━━━━━ Input records

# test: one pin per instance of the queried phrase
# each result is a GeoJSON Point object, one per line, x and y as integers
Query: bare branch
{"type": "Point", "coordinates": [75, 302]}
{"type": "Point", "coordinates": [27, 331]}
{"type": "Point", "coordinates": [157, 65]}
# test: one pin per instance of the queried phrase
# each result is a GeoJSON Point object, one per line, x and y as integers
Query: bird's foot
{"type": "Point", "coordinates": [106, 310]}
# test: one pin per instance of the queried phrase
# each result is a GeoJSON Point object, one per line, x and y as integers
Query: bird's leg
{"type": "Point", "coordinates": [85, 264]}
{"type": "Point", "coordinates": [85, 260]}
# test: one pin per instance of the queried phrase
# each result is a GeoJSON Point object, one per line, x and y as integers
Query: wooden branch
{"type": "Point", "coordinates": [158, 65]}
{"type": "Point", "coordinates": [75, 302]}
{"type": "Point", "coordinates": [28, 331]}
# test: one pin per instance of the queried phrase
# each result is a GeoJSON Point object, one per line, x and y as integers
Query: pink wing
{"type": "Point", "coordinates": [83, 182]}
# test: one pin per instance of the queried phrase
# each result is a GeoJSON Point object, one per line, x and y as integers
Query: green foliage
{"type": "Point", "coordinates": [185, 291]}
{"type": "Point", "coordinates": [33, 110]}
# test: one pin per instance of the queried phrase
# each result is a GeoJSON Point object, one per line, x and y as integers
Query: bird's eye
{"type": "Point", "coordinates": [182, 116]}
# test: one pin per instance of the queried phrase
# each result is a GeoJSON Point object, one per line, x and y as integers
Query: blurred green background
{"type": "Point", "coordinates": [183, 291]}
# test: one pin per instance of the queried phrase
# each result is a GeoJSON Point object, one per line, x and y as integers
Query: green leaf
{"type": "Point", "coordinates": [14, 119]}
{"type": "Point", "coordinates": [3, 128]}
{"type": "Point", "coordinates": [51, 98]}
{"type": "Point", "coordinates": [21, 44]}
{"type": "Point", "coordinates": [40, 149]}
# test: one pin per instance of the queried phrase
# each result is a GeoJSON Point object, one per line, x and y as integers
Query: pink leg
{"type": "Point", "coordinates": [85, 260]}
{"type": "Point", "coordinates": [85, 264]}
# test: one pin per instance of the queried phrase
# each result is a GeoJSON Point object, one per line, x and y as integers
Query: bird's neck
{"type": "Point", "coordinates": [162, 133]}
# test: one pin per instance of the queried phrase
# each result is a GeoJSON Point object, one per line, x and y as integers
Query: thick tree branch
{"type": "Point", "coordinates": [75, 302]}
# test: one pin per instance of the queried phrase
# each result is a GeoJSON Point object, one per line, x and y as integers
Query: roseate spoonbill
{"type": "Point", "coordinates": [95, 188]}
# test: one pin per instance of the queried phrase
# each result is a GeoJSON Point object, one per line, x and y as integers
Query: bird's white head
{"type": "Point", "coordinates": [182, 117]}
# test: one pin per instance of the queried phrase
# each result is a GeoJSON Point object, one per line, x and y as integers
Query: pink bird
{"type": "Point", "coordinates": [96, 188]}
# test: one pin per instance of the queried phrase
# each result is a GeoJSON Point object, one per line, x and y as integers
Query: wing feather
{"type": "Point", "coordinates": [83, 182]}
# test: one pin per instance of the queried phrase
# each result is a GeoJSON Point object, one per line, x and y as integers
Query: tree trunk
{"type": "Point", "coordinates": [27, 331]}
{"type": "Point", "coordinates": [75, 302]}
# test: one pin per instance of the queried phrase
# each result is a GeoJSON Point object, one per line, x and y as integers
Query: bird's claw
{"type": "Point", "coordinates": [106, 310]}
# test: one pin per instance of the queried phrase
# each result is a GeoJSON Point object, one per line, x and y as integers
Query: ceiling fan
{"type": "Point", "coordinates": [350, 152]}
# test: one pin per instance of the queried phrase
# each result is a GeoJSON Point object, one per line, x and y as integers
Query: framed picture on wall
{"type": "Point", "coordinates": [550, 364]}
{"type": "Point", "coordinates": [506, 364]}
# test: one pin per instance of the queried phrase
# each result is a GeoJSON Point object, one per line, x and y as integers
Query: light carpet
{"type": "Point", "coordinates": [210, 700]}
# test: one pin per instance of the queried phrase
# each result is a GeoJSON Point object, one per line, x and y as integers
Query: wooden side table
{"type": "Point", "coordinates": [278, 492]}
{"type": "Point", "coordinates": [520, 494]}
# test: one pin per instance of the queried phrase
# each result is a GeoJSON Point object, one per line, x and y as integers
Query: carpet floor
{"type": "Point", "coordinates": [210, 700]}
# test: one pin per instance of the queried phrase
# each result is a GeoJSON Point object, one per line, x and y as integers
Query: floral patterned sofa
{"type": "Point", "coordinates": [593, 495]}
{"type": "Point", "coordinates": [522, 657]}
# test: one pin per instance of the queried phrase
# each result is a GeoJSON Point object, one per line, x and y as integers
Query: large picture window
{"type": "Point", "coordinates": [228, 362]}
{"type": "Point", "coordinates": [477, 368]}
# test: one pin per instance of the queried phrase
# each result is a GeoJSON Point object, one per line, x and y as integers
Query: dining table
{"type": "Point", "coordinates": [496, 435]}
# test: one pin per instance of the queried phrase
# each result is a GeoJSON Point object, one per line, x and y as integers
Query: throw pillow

━━━━━━━━━━

» Task to complete
Write every entry out again. Leave each one exactly as it is.

» Reply
# test: one pin per instance of the queried phrase
# each result is a GeoJSON Point object, one per line, x and y as integers
Query: bare branch
{"type": "Point", "coordinates": [75, 302]}
{"type": "Point", "coordinates": [27, 331]}
{"type": "Point", "coordinates": [157, 65]}
# test: one pin per instance of the queried phrase
# each result is a GeoJSON Point object, one per line, x and y as integers
Query: bird's foot
{"type": "Point", "coordinates": [106, 310]}
# test: one pin per instance of the queried phrase
# each result is a GeoJSON Point object, one per line, x and y as integers
Query: bird's leg
{"type": "Point", "coordinates": [85, 264]}
{"type": "Point", "coordinates": [85, 260]}
# test: one pin per instance of the queried phrase
# each result is a GeoJSON Point object, one per line, x and y as integers
Query: wooden branch
{"type": "Point", "coordinates": [158, 65]}
{"type": "Point", "coordinates": [75, 302]}
{"type": "Point", "coordinates": [28, 331]}
# test: one pin per instance of the queried phrase
# each result is a GeoJSON Point object, one per line, x and y as integers
Query: pink wing
{"type": "Point", "coordinates": [83, 182]}
# test: one pin per instance of the queried phrase
# each result is a GeoJSON Point object, one per line, x and y as integers
Query: green foliage
{"type": "Point", "coordinates": [185, 291]}
{"type": "Point", "coordinates": [33, 110]}
# test: one pin per instance of the queried phrase
# each result is a GeoJSON Point object, one per line, x and y as integers
Query: bird's eye
{"type": "Point", "coordinates": [182, 116]}
# test: one pin per instance of the queried phrase
# each result is a GeoJSON Point object, one per line, x and y as integers
Query: blurred green background
{"type": "Point", "coordinates": [183, 291]}
# test: one pin per instance of the queried phrase
# each result is a GeoJSON Point object, one per line, x and y as integers
Query: green leaf
{"type": "Point", "coordinates": [14, 119]}
{"type": "Point", "coordinates": [3, 128]}
{"type": "Point", "coordinates": [51, 98]}
{"type": "Point", "coordinates": [21, 44]}
{"type": "Point", "coordinates": [40, 149]}
# test: one pin per instance of the queried phrase
# each result is a GeoJSON Point object, one per line, x and y as integers
Query: pink leg
{"type": "Point", "coordinates": [85, 260]}
{"type": "Point", "coordinates": [85, 264]}
# test: one pin per instance of the queried phrase
# each result is a GeoJSON Point object, one per line, x and y as integers
Query: bird's neck
{"type": "Point", "coordinates": [162, 133]}
# test: one pin per instance of the queried phrase
# each result is a GeoJSON Point object, one per line, x and y as integers
Query: thick tree branch
{"type": "Point", "coordinates": [75, 302]}
# test: one pin per instance of the queried phrase
# each result is a GeoJSON Point object, one per line, x and y as integers
Query: roseate spoonbill
{"type": "Point", "coordinates": [95, 188]}
# test: one pin per instance of the queried phrase
# each result is a GeoJSON Point object, one per line, x and y as integers
Query: bird's white head
{"type": "Point", "coordinates": [182, 117]}
# test: one pin per instance of the queried phrase
# each result is a GeoJSON Point object, one per line, x and y as integers
Query: pink bird
{"type": "Point", "coordinates": [96, 188]}
# test: one pin per instance of the queried phrase
# each result is a GeoJSON Point object, one per line, x and y as integers
Query: wing feather
{"type": "Point", "coordinates": [83, 182]}
# test: one pin per instance of the queried phrase
# each result is a GeoJSON Point object, one per line, x and y as integers
Query: tree trunk
{"type": "Point", "coordinates": [27, 331]}
{"type": "Point", "coordinates": [75, 302]}
# test: one pin per instance of the queried phrase
# each result is a GeoJSON Point object, one per line, x and y as integers
Query: bird's claw
{"type": "Point", "coordinates": [106, 310]}
# test: one pin per instance of the queried phrase
# each result is a GeoJSON Point object, one per line, x and y as integers
Query: ceiling fan
{"type": "Point", "coordinates": [350, 152]}
# test: one pin per instance of the queried phrase
# each result is a GeoJSON Point object, one per line, x and y as integers
Query: framed picture on wall
{"type": "Point", "coordinates": [550, 364]}
{"type": "Point", "coordinates": [506, 364]}
# test: one pin per instance of the queried phrase
# each result is a GeoJSON Point object, one per line, x and y as integers
Query: light carpet
{"type": "Point", "coordinates": [210, 700]}
# test: one pin per instance of the queried phrase
# each result is a GeoJSON Point object, one per line, x and y as integers
Query: wooden side table
{"type": "Point", "coordinates": [278, 492]}
{"type": "Point", "coordinates": [520, 494]}
# test: one pin per instance of the queried phrase
# each result is a GeoJSON Point object, one per line, x and y as integers
Query: carpet floor
{"type": "Point", "coordinates": [210, 700]}
# test: one pin per instance of the queried phrase
# each result is a GeoJSON Point object, one per line, x and y as integers
Query: floral patterned sofa
{"type": "Point", "coordinates": [593, 495]}
{"type": "Point", "coordinates": [522, 657]}
# test: one pin per instance of the queried phrase
# each result is a GeoJSON Point object, one per line, x and y as integers
Query: large picture window
{"type": "Point", "coordinates": [228, 362]}
{"type": "Point", "coordinates": [477, 368]}
# test: one pin per instance of the queried phrase
# each result is a GeoJSON Point object, one per line, x and y as integers
Query: dining table
{"type": "Point", "coordinates": [496, 435]}
# test: one pin per instance of the queried phrase
# each result is a GeoJSON Point object, one per line, x and y as integers
Query: throw pillow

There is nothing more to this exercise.